- About this exercise: Output all of the records exactly, word for word.

- Records:
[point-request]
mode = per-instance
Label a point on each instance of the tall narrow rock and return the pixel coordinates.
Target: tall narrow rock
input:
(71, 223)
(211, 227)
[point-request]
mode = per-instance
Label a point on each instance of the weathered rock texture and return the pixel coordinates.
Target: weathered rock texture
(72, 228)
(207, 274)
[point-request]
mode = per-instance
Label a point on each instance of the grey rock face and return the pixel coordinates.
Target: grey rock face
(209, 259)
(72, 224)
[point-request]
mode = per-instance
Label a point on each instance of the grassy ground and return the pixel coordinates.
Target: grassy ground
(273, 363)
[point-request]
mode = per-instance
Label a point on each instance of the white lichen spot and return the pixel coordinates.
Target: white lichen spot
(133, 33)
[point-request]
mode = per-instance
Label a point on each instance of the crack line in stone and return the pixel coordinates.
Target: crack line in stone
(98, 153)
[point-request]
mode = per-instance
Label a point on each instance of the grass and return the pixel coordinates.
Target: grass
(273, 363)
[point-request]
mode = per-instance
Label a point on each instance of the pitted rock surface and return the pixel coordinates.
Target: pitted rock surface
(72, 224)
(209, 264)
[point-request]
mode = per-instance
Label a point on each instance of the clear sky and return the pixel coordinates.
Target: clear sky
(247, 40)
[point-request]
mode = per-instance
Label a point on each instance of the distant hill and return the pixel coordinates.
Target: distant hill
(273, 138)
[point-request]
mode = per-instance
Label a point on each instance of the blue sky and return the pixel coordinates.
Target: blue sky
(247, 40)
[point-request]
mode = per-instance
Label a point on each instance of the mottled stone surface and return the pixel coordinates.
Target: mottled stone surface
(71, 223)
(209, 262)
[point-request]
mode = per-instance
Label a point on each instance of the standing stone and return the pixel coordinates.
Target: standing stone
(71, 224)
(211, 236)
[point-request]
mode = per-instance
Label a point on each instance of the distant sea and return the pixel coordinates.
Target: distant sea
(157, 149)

- Exercise result:
[point-request]
mode = per-instance
Label a point on each instance of the tall narrow rock and return the pixel coordinates.
Target: tall narrow rock
input:
(71, 223)
(211, 227)
[point-request]
mode = per-instance
Label a point on each instance of the weathered rock texture and return the pixel coordinates.
Target: weathered rock texture
(72, 228)
(207, 274)
[point-request]
mode = per-instance
Label a point on each instance of the grey rock face and return the pixel coordinates.
Target: grey rock face
(209, 259)
(72, 224)
[point-request]
mode = per-instance
Label a point on each instance of the grassy ground and return the pixel coordinates.
Target: grassy ground
(273, 363)
[point-request]
mode = per-instance
Label a point on each instance of the white lichen spot and return the pixel coordinates.
Target: white lichen spot
(133, 33)
[point-request]
mode = per-instance
Label a point on each instance of the crack line in stone and return the pixel coordinates.
Target: crack line in stone
(98, 153)
[point-request]
mode = per-instance
Label a point on each instance of the grass and return the pixel coordinates.
Target: grass
(273, 363)
[point-request]
mode = per-instance
Label a point on each instance of the pitted rock surface and return the pixel coordinates.
Target: pitted rock surface
(72, 224)
(209, 264)
[point-request]
mode = per-instance
Label a point on each instance of the clear sky and return the pixel coordinates.
Target: clear sky
(247, 40)
[point-request]
mode = per-instance
Label a point on each instance of the distant hill and return the pixel coordinates.
Target: distant hill
(273, 138)
[point-request]
mode = per-instance
Label a point on each instance of the blue sky and return the pixel coordinates.
Target: blue sky
(247, 40)
[point-request]
mode = per-instance
Label a point on each instance of the mottled stone surface and return the pixel coordinates.
Target: mottled stone surface
(71, 223)
(209, 262)
[point-request]
mode = per-instance
Label a point on each instance of the standing stone and return the pixel coordinates.
Target: standing stone
(71, 224)
(211, 236)
[point-request]
mode = per-instance
Label a point on each instance of the distant sea and return the pixel coordinates.
Target: distant sea
(157, 149)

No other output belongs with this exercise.